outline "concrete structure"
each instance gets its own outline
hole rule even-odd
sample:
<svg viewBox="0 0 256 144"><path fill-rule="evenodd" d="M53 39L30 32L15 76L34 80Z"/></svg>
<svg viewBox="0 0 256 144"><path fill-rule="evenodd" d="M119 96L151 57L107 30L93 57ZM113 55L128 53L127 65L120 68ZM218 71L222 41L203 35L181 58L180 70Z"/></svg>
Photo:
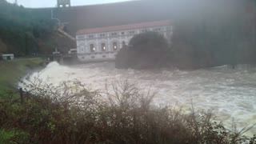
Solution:
<svg viewBox="0 0 256 144"><path fill-rule="evenodd" d="M70 7L70 0L58 0L58 7Z"/></svg>
<svg viewBox="0 0 256 144"><path fill-rule="evenodd" d="M170 42L173 28L170 21L84 29L76 34L78 58L83 62L114 60L124 45L138 34L156 31Z"/></svg>
<svg viewBox="0 0 256 144"><path fill-rule="evenodd" d="M14 59L14 54L2 54L2 58L3 60Z"/></svg>

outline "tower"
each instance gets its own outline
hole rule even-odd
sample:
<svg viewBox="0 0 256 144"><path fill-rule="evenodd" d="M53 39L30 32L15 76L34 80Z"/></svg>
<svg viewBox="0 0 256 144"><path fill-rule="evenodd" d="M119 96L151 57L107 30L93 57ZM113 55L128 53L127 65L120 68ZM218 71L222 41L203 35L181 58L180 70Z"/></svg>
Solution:
<svg viewBox="0 0 256 144"><path fill-rule="evenodd" d="M57 0L58 7L70 7L70 0Z"/></svg>

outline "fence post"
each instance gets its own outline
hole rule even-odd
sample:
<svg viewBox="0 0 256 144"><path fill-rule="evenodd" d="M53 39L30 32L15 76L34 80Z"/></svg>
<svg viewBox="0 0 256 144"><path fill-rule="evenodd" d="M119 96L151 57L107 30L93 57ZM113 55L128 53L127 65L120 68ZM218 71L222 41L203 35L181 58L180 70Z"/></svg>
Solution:
<svg viewBox="0 0 256 144"><path fill-rule="evenodd" d="M28 91L26 92L26 102L29 102L29 96L30 96L30 94Z"/></svg>
<svg viewBox="0 0 256 144"><path fill-rule="evenodd" d="M21 97L21 104L23 104L23 90L22 90L22 88L20 88L19 89L19 95Z"/></svg>

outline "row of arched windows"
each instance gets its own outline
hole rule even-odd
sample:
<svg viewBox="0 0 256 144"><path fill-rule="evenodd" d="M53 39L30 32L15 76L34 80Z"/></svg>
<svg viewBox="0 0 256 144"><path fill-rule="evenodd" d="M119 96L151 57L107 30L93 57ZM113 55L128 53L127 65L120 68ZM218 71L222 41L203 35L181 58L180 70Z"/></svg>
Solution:
<svg viewBox="0 0 256 144"><path fill-rule="evenodd" d="M122 42L122 45L124 46L126 44L125 42ZM101 44L101 48L102 48L102 51L106 51L106 43L102 43ZM114 42L112 43L112 49L113 50L118 50L118 43ZM90 44L90 52L95 52L96 51L96 48L95 48L95 46L94 44Z"/></svg>

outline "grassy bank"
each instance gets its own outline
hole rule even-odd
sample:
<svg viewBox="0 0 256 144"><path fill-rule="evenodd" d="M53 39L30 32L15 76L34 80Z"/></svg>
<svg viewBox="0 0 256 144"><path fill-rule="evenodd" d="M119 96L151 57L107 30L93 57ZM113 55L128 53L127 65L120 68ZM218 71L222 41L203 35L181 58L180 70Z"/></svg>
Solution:
<svg viewBox="0 0 256 144"><path fill-rule="evenodd" d="M42 64L43 59L38 58L0 61L0 97L6 90L15 89L15 85L22 77Z"/></svg>
<svg viewBox="0 0 256 144"><path fill-rule="evenodd" d="M154 106L154 93L141 94L127 82L104 93L77 81L26 87L33 95L24 103L0 101L0 143L256 143L256 136L226 129L210 112Z"/></svg>

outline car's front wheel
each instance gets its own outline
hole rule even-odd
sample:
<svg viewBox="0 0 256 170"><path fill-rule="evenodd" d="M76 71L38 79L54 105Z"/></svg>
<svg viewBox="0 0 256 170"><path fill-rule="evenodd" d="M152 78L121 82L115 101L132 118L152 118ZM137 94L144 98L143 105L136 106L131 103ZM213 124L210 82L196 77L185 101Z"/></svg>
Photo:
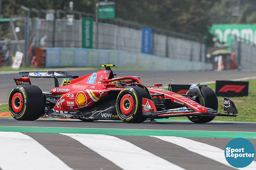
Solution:
<svg viewBox="0 0 256 170"><path fill-rule="evenodd" d="M44 109L44 97L41 89L34 85L19 85L11 91L8 99L12 117L19 121L39 118Z"/></svg>

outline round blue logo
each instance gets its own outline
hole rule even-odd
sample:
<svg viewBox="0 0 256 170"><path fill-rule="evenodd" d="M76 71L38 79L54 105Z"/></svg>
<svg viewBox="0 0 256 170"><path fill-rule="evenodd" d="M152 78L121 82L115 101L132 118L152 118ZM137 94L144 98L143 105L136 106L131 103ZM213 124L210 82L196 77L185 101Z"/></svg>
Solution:
<svg viewBox="0 0 256 170"><path fill-rule="evenodd" d="M236 138L228 143L225 157L231 166L244 168L249 165L254 158L255 150L251 142L244 138Z"/></svg>

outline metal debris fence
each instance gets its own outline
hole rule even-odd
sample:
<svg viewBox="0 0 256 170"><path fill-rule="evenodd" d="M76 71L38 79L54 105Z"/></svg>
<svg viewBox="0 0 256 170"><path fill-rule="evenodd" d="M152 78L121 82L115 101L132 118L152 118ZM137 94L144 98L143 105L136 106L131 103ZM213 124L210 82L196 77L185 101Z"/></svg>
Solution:
<svg viewBox="0 0 256 170"><path fill-rule="evenodd" d="M232 40L232 51L235 53L235 62L239 70L256 71L256 46L251 42Z"/></svg>
<svg viewBox="0 0 256 170"><path fill-rule="evenodd" d="M69 24L65 18L53 21L38 18L31 19L29 44L39 47L81 48L81 20L74 19L72 24ZM13 23L14 27L22 25ZM93 22L93 48L140 53L141 29L145 27L119 19L114 19L109 23ZM23 34L20 33L23 36L20 36L18 41L24 38ZM152 54L206 62L206 45L197 37L157 28L152 28ZM13 36L9 38L17 40ZM12 53L14 54L15 51Z"/></svg>

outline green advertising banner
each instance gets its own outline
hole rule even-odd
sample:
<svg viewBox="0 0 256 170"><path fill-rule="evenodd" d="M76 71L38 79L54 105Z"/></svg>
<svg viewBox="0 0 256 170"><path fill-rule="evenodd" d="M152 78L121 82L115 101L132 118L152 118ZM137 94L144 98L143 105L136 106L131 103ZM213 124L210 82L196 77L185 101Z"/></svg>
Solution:
<svg viewBox="0 0 256 170"><path fill-rule="evenodd" d="M214 24L210 32L216 35L217 40L231 46L231 36L243 41L256 43L256 25ZM229 48L230 49L230 48Z"/></svg>
<svg viewBox="0 0 256 170"><path fill-rule="evenodd" d="M98 19L115 18L115 6L100 6L98 9Z"/></svg>
<svg viewBox="0 0 256 170"><path fill-rule="evenodd" d="M83 18L82 19L82 48L93 48L93 18Z"/></svg>

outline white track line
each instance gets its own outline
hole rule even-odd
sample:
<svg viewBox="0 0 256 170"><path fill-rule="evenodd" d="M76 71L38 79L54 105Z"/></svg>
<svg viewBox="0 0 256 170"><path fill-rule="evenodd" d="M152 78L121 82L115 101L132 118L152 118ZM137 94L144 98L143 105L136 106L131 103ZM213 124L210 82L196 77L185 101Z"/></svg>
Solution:
<svg viewBox="0 0 256 170"><path fill-rule="evenodd" d="M224 150L207 144L182 137L174 136L150 136L180 146L190 151L196 153L235 169L243 170L256 170L256 162L255 161L253 161L250 165L245 168L237 168L231 166L226 160Z"/></svg>
<svg viewBox="0 0 256 170"><path fill-rule="evenodd" d="M129 142L114 136L61 134L78 141L123 170L185 170Z"/></svg>
<svg viewBox="0 0 256 170"><path fill-rule="evenodd" d="M2 170L70 170L58 157L29 136L0 132L0 169Z"/></svg>

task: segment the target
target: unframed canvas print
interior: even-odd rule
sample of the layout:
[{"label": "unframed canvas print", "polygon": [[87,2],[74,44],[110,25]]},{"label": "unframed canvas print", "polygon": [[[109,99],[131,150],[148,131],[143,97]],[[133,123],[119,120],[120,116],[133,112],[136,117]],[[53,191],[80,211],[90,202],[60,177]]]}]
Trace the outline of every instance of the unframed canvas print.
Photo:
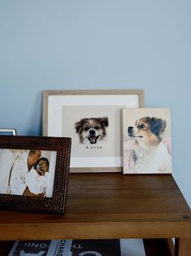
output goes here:
[{"label": "unframed canvas print", "polygon": [[169,108],[123,109],[124,174],[171,173]]}]

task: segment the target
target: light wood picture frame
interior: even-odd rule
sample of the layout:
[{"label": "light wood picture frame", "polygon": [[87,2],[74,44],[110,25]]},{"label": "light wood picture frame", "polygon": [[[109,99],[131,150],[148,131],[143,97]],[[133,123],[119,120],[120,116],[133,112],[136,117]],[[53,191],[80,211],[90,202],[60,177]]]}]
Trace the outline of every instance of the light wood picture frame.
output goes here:
[{"label": "light wood picture frame", "polygon": [[[45,90],[43,135],[72,138],[71,172],[121,172],[122,109],[143,107],[143,95],[142,90]],[[92,124],[82,128],[81,121]],[[87,135],[93,126],[97,140]]]}]

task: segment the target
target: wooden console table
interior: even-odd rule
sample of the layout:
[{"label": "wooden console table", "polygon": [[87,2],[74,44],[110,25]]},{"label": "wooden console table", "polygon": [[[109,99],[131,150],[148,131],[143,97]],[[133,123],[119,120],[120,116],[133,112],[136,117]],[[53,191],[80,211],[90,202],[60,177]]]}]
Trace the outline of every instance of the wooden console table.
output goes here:
[{"label": "wooden console table", "polygon": [[0,210],[1,241],[171,237],[191,255],[191,210],[171,174],[71,174],[64,215]]}]

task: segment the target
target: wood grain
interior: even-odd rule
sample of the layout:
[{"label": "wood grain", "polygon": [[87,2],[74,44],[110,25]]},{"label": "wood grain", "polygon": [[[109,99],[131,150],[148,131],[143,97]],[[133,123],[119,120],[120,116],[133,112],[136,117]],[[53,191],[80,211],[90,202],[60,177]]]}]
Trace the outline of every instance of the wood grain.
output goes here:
------------
--- Brief ---
Please repeat the material from the line with "outline metal debris fence" to the line with "18L82 19L82 48L93", both lines included, swapping "hole rule" for "fill rule" and leaving everything else as it is.

--- Answer for the task ---
outline metal debris fence
each instance gets its own outline
fill rule even-odd
sample:
<svg viewBox="0 0 256 170"><path fill-rule="evenodd" d="M76 71L38 79L54 105Z"/></svg>
<svg viewBox="0 0 256 170"><path fill-rule="evenodd" d="M152 78L121 82L115 101L132 118L152 118ZM137 94L144 98L143 105L136 106L131 103ZM213 124L210 82L196 77L185 101Z"/></svg>
Solution:
<svg viewBox="0 0 256 170"><path fill-rule="evenodd" d="M232 40L232 51L235 53L235 62L239 70L256 71L256 46L251 42Z"/></svg>
<svg viewBox="0 0 256 170"><path fill-rule="evenodd" d="M69 24L65 18L53 21L38 18L31 19L29 44L39 47L81 48L81 20L74 19L72 24ZM13 23L14 27L22 25ZM93 22L93 48L140 53L141 29L145 27L119 19L114 19L109 23ZM23 34L20 33L23 36L20 36L18 41L24 38ZM152 54L206 62L206 45L197 37L157 28L152 28ZM13 36L9 38L17 40ZM12 53L14 54L15 51Z"/></svg>

outline green advertising banner
each instance gets its own outline
fill rule even-odd
sample:
<svg viewBox="0 0 256 170"><path fill-rule="evenodd" d="M76 71L38 79L54 105Z"/></svg>
<svg viewBox="0 0 256 170"><path fill-rule="evenodd" d="M152 78L121 82L115 101L132 118L152 118ZM137 94L144 98L143 105L136 106L131 103ZM213 124L210 82L196 77L185 101Z"/></svg>
Solution:
<svg viewBox="0 0 256 170"><path fill-rule="evenodd" d="M214 24L210 32L216 35L217 40L231 46L231 36L243 41L256 43L256 25ZM229 48L230 49L230 48Z"/></svg>
<svg viewBox="0 0 256 170"><path fill-rule="evenodd" d="M98 19L115 18L115 6L100 6L98 9Z"/></svg>
<svg viewBox="0 0 256 170"><path fill-rule="evenodd" d="M83 18L82 19L82 48L93 48L93 18Z"/></svg>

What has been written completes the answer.